▶ **Task**:
Your output should repeat the entries below exactly. It should contain no images.

▶ **Material provided**:

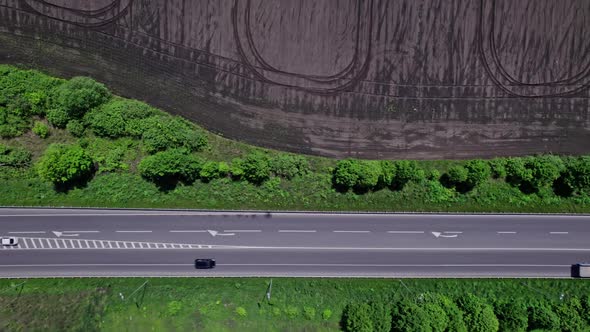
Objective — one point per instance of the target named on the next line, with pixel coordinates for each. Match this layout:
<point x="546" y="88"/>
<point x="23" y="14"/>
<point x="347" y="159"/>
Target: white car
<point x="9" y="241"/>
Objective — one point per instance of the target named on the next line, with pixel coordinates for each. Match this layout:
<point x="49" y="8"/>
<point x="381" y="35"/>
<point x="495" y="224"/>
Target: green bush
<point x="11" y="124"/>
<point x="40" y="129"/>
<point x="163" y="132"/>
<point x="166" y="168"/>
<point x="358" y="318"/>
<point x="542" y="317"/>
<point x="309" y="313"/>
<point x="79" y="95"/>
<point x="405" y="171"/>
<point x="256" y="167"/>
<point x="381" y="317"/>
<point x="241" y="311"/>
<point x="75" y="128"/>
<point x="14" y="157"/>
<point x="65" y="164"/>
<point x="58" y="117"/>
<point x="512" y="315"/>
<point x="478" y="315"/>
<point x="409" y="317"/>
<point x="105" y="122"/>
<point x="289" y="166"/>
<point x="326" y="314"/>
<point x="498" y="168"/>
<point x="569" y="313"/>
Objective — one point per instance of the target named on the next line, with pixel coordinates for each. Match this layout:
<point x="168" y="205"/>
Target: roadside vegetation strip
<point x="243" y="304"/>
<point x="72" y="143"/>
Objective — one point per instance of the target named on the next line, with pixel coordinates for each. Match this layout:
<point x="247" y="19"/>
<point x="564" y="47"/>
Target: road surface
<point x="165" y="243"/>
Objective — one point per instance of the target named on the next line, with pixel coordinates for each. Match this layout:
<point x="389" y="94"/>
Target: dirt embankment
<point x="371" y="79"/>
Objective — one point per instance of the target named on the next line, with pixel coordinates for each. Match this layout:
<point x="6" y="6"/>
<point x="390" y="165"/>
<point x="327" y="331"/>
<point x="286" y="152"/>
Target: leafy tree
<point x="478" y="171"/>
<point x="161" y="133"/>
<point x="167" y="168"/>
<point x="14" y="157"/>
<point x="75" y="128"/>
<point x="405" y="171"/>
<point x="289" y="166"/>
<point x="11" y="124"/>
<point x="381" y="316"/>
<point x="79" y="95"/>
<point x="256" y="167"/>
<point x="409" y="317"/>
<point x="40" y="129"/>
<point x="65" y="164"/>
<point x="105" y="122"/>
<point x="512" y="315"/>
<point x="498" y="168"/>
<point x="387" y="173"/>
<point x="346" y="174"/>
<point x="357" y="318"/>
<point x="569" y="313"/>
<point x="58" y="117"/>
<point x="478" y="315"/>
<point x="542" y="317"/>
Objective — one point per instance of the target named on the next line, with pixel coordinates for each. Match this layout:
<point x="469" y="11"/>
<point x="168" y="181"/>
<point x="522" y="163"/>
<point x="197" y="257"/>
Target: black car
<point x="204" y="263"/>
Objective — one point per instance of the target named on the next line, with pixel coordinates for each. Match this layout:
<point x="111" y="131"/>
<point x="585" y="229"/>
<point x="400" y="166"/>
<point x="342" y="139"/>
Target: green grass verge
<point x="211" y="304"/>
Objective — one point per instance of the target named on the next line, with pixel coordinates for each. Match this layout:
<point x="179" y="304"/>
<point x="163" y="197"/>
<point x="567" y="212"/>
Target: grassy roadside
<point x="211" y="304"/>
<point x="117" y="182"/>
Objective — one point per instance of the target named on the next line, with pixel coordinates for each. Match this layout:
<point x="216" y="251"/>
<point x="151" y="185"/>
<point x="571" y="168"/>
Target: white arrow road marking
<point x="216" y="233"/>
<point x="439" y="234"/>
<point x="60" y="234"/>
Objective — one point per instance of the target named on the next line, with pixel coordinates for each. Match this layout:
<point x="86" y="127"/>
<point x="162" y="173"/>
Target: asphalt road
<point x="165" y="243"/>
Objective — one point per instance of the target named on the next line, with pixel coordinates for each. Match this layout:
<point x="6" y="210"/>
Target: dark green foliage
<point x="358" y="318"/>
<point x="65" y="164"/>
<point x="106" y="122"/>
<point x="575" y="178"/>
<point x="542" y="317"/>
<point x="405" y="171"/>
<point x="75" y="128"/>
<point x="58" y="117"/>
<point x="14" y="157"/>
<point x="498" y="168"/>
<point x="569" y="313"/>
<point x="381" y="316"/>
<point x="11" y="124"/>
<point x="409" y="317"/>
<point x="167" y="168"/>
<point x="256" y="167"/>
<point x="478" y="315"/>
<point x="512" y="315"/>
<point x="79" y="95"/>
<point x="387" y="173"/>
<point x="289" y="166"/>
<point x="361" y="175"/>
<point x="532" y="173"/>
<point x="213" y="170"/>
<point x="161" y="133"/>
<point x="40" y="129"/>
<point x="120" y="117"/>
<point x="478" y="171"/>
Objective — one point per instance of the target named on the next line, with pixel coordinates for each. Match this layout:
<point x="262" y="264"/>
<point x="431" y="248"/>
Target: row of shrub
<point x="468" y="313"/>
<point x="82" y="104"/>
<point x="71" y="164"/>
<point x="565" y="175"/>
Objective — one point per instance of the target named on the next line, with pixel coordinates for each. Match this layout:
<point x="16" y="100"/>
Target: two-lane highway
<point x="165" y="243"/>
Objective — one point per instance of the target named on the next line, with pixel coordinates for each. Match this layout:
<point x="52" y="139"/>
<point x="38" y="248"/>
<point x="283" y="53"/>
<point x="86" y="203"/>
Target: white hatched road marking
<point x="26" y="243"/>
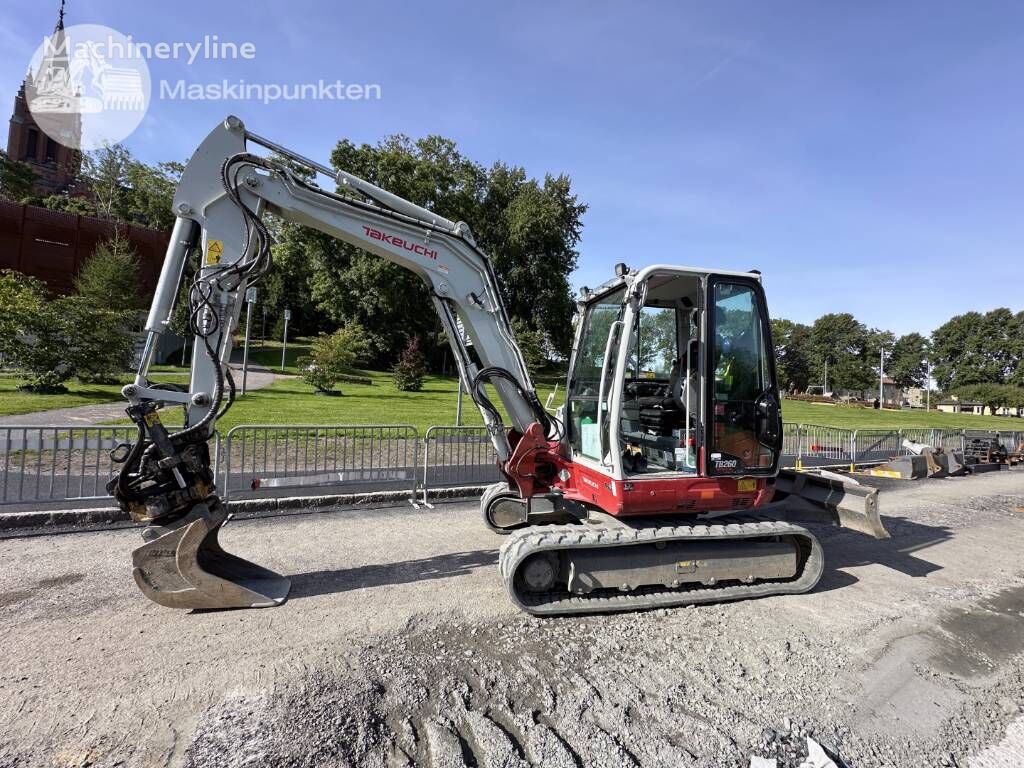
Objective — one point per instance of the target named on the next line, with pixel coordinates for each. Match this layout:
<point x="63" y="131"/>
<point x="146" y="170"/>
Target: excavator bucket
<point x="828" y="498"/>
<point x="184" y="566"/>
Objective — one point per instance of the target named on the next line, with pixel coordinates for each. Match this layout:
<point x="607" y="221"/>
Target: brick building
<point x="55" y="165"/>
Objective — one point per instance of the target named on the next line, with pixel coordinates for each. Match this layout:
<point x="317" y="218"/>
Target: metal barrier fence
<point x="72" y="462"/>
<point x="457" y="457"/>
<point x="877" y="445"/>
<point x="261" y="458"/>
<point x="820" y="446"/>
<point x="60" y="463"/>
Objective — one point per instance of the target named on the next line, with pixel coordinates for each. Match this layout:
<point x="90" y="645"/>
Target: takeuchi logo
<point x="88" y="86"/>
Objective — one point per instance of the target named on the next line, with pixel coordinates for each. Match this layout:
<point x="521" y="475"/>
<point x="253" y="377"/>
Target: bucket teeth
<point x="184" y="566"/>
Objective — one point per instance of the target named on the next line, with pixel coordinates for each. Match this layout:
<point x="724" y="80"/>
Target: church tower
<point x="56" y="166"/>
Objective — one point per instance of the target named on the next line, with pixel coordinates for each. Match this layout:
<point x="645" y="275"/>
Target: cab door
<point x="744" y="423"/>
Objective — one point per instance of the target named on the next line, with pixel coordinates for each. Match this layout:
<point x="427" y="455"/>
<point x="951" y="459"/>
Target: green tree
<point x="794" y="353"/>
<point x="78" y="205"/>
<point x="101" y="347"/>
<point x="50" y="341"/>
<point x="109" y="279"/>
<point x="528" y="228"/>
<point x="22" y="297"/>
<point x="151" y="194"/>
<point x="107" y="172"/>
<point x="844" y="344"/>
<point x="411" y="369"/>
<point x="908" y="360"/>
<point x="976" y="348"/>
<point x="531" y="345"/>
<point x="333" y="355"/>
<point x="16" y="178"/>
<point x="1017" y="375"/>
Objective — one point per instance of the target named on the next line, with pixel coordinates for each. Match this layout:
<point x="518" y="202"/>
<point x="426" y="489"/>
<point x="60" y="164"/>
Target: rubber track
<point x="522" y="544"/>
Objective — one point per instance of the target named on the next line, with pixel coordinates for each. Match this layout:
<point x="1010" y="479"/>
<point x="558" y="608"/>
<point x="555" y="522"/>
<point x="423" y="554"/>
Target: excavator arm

▶ **Response to the task**:
Objective — one point per instance of the target named on the next line, with pixel coordinates for each. Match this layout:
<point x="546" y="88"/>
<point x="23" y="14"/>
<point x="347" y="159"/>
Target: white car
<point x="9" y="241"/>
Objective — one point per instance of the target named on the next line, with pixel coordinates for each. Match this layout:
<point x="49" y="8"/>
<point x="381" y="35"/>
<point x="495" y="224"/>
Target: green bush
<point x="11" y="124"/>
<point x="40" y="129"/>
<point x="163" y="132"/>
<point x="166" y="168"/>
<point x="358" y="318"/>
<point x="542" y="317"/>
<point x="309" y="313"/>
<point x="79" y="95"/>
<point x="405" y="171"/>
<point x="256" y="167"/>
<point x="381" y="317"/>
<point x="241" y="311"/>
<point x="75" y="128"/>
<point x="14" y="157"/>
<point x="65" y="164"/>
<point x="58" y="117"/>
<point x="512" y="315"/>
<point x="478" y="315"/>
<point x="409" y="317"/>
<point x="105" y="122"/>
<point x="289" y="166"/>
<point x="326" y="314"/>
<point x="498" y="168"/>
<point x="569" y="313"/>
Objective — one point per instance of the target named on the next line, with pixel coordinates for each. Match this layout:
<point x="168" y="205"/>
Target: roadside vegetation strip
<point x="243" y="304"/>
<point x="72" y="143"/>
Objective — one point per instance of the target named on the next line, with pixel coordinates for each. Match this layout:
<point x="247" y="19"/>
<point x="564" y="47"/>
Target: road surface
<point x="165" y="243"/>
Objective — one point per instance of the target named on the next line, with pixel coordinates for each. Match this layout:
<point x="389" y="94"/>
Target: dirt embankment
<point x="371" y="79"/>
Objective — one point per instance of the target named on the next line, with pixel coordinates for each. Match this layout:
<point x="6" y="6"/>
<point x="390" y="165"/>
<point x="327" y="331"/>
<point x="286" y="152"/>
Target: leafy tree
<point x="478" y="171"/>
<point x="161" y="133"/>
<point x="167" y="168"/>
<point x="14" y="157"/>
<point x="75" y="128"/>
<point x="405" y="171"/>
<point x="289" y="166"/>
<point x="11" y="124"/>
<point x="381" y="316"/>
<point x="79" y="95"/>
<point x="256" y="167"/>
<point x="409" y="317"/>
<point x="40" y="129"/>
<point x="65" y="164"/>
<point x="105" y="122"/>
<point x="512" y="315"/>
<point x="498" y="168"/>
<point x="387" y="173"/>
<point x="346" y="174"/>
<point x="357" y="318"/>
<point x="569" y="313"/>
<point x="58" y="117"/>
<point x="478" y="315"/>
<point x="542" y="317"/>
Objective — one point per instance of the target named on the next line, with pixel coordinates for each. Match this layout:
<point x="469" y="11"/>
<point x="168" y="181"/>
<point x="522" y="163"/>
<point x="197" y="257"/>
Target: black car
<point x="204" y="263"/>
Objective — one point per instance of the target named on the next line, with pixel coordinates for each. Match this layout:
<point x="111" y="131"/>
<point x="585" y="229"/>
<point x="400" y="166"/>
<point x="342" y="139"/>
Target: green grass verge
<point x="211" y="304"/>
Objective — one point per instance of the target named on the next line, with pixel coordinates for each. Match this layout:
<point x="179" y="304"/>
<point x="163" y="197"/>
<point x="567" y="212"/>
Target: grassy roadside
<point x="211" y="304"/>
<point x="117" y="182"/>
Objective — one point per instance of the target named on the next line, with pixel coordinates for each. Match this layout:
<point x="216" y="251"/>
<point x="151" y="185"/>
<point x="571" y="168"/>
Target: white arrow road marking
<point x="216" y="233"/>
<point x="439" y="234"/>
<point x="60" y="234"/>
Objective — one point per instance of the target named on the next line, with pixel coordinates for each. Match this layout:
<point x="86" y="127"/>
<point x="162" y="173"/>
Target: asphalt road
<point x="165" y="243"/>
Objective — one point per instance of the target named on the next line, with pixel coordinates for each. Match this layout:
<point x="6" y="210"/>
Target: dark green foliage
<point x="358" y="318"/>
<point x="65" y="164"/>
<point x="106" y="122"/>
<point x="575" y="178"/>
<point x="542" y="317"/>
<point x="405" y="171"/>
<point x="75" y="128"/>
<point x="58" y="117"/>
<point x="14" y="157"/>
<point x="498" y="168"/>
<point x="569" y="313"/>
<point x="381" y="316"/>
<point x="11" y="124"/>
<point x="409" y="317"/>
<point x="167" y="168"/>
<point x="256" y="167"/>
<point x="478" y="315"/>
<point x="512" y="315"/>
<point x="79" y="95"/>
<point x="387" y="173"/>
<point x="289" y="166"/>
<point x="361" y="175"/>
<point x="532" y="173"/>
<point x="213" y="170"/>
<point x="161" y="133"/>
<point x="40" y="129"/>
<point x="120" y="117"/>
<point x="478" y="171"/>
Objective — one point per instance of the target named on the next line, with pixel coordinates for each. Match this layout:
<point x="262" y="264"/>
<point x="431" y="248"/>
Target: row of shrub
<point x="468" y="313"/>
<point x="82" y="104"/>
<point x="71" y="164"/>
<point x="565" y="175"/>
Objective — one point per instance of the target named on the next line, with pixel coordinates for each. Match this layout:
<point x="16" y="100"/>
Target: two-lane highway
<point x="165" y="243"/>
Objective — one point per instance of the target named on the next line, with pixel coordinates for each. Match this layout:
<point x="52" y="139"/>
<point x="38" y="248"/>
<point x="283" y="53"/>
<point x="86" y="203"/>
Target: white hatched road marking
<point x="26" y="243"/>
Objective — one point per instance of the target named on the next line, with pixel coordinates for each. Match this layout:
<point x="63" y="131"/>
<point x="146" y="170"/>
Target: excavator bucket
<point x="828" y="498"/>
<point x="184" y="566"/>
Objective — one point per instance of the target named on the next line, with pixel coordinates for each. Match this layout:
<point x="607" y="221"/>
Target: brick building
<point x="55" y="165"/>
Objective — one point per instance of the target named on the next line, with pixel coordinates for each. Match this layout:
<point x="317" y="218"/>
Target: metal barrier fence
<point x="72" y="462"/>
<point x="457" y="457"/>
<point x="877" y="445"/>
<point x="261" y="458"/>
<point x="820" y="446"/>
<point x="60" y="463"/>
Objective — one point per instance of the target named on the next line, with pixel coordinates for each. Match this layout:
<point x="90" y="645"/>
Target: takeuchi logo
<point x="88" y="86"/>
Objective — one point per instance of the target named on the next line, with pixel coordinates for each. Match this layout:
<point x="521" y="475"/>
<point x="253" y="377"/>
Target: bucket teeth
<point x="184" y="566"/>
Objective — one point per instance of the target named on the next line, with pixel coordinates for each. Match this layout:
<point x="724" y="80"/>
Target: church tower
<point x="56" y="166"/>
Objective — one point per instance of the target named on the next line, with pixel coordinates for each. Match this layout:
<point x="645" y="275"/>
Target: cab door
<point x="744" y="423"/>
Objective — one point per instance of the target named on the next line, with pixel coordinates for each. Match this layout:
<point x="427" y="455"/>
<point x="951" y="459"/>
Target: green tree
<point x="794" y="353"/>
<point x="78" y="205"/>
<point x="101" y="347"/>
<point x="50" y="341"/>
<point x="109" y="279"/>
<point x="528" y="228"/>
<point x="22" y="297"/>
<point x="151" y="194"/>
<point x="107" y="172"/>
<point x="844" y="344"/>
<point x="411" y="369"/>
<point x="908" y="360"/>
<point x="976" y="348"/>
<point x="531" y="345"/>
<point x="333" y="355"/>
<point x="16" y="178"/>
<point x="1017" y="375"/>
Objective — one point per instance of the target named on the next line, with pixel coordinates for each. Match this layout:
<point x="518" y="202"/>
<point x="426" y="489"/>
<point x="60" y="164"/>
Target: rubber track
<point x="522" y="544"/>
Objective — one point per instance of the target named on the next line, with pixel coordinates for each. Match this layout:
<point x="1010" y="479"/>
<point x="558" y="608"/>
<point x="555" y="522"/>
<point x="423" y="554"/>
Target: excavator arm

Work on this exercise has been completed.